The Tirumala ghat roads are a pair of roads that connect Alipiri, a neighbourhood of Tirupati with Tirumala. The two-lane roads are tolled and stretch 18 km and 17.8 km, and are used for downward and upward traffic respectively. The roads are open for 21 hours a day and closed from 12 am to 3 am. They handle approximately 10,000 vehicles use the roads everyday, with the count higher on special and festival days. The state owned Andhra Pradesh State Road Transport Corporation (APSRTC) operates bus services from four bus stations in Tirupati to Tirumala. APSRTC and Tirumala Tirupati Devasthanams operate free buses for transit within Tirumala.

There are two footpaths to Tirumala from Tirupati. Locally known as "Sopanamargas", one stretches 7.8 km and connects Alipiri with Tirumala and the other steeper path stretches 2.1 km and connects Srivarimettu with Tirumala. The devotees often travel on foot as a form of penance or offering to the god for fulfilling their vows. The paths are completely roofed.

The nearest railway station is the Tirupati Main railway station, located 26 km from Tirumala. It lies on the Gudur–Katpadi section and is part of the South Central Railway zone of the Indian Railways. The Tirupati Airport is located about 15 km from Tirumala, and has connections to major domestic destinations such as Bengaluru, Chennai, Delhi, and Hyderabad.

PROVIDED MATERIAL:
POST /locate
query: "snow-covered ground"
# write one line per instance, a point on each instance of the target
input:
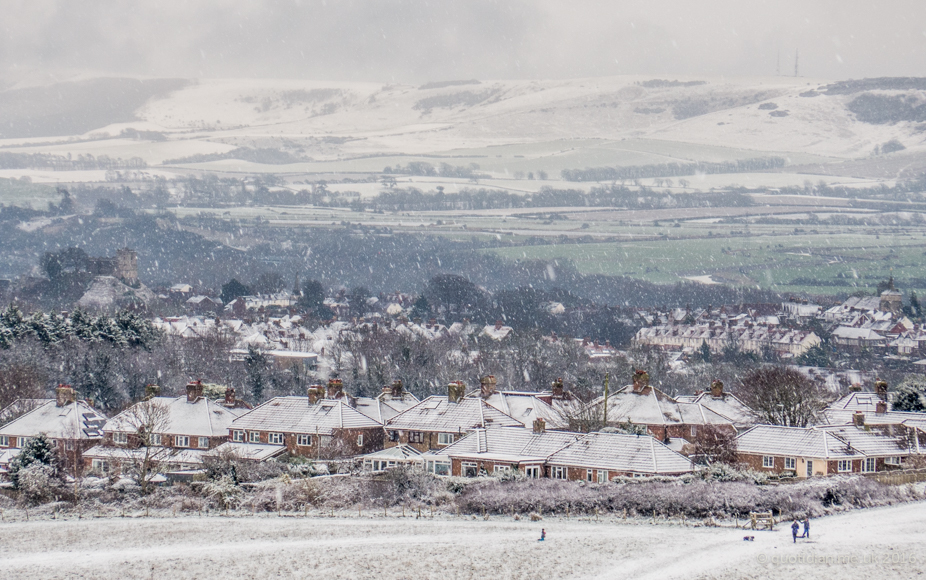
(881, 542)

---

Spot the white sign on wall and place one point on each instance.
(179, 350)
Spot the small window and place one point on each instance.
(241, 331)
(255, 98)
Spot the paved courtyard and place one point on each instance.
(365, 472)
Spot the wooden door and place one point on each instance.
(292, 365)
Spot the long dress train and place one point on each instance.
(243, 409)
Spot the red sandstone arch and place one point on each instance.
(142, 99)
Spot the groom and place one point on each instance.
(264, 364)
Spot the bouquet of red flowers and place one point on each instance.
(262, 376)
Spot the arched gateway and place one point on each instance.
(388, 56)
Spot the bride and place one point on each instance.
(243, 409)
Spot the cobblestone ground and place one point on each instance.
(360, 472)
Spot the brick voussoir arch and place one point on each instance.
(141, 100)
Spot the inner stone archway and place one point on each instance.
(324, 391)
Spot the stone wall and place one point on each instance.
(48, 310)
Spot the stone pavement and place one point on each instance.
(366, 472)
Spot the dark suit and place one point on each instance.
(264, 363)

EXERCISE BRIEF: Write out the passage on travel to Tirumala word for word, between "The Tirumala ghat" and "transit within Tirumala.", inclusive.

TASK RESPONSE:
The Tirumala ghat roads are a pair of roads that connect Alipiri, a neighbourhood of Tirupati with Tirumala. The two-lane roads are tolled and stretch 18 km and 17.8 km, and are used for downward and upward traffic respectively. The roads are open for 21 hours a day and closed from 12 am to 3 am. They handle approximately 10,000 vehicles use the roads everyday, with the count higher on special and festival days. The state owned Andhra Pradesh State Road Transport Corporation (APSRTC) operates bus services from four bus stations in Tirupati to Tirumala. APSRTC and Tirumala Tirupati Devasthanams operate free buses for transit within Tirumala.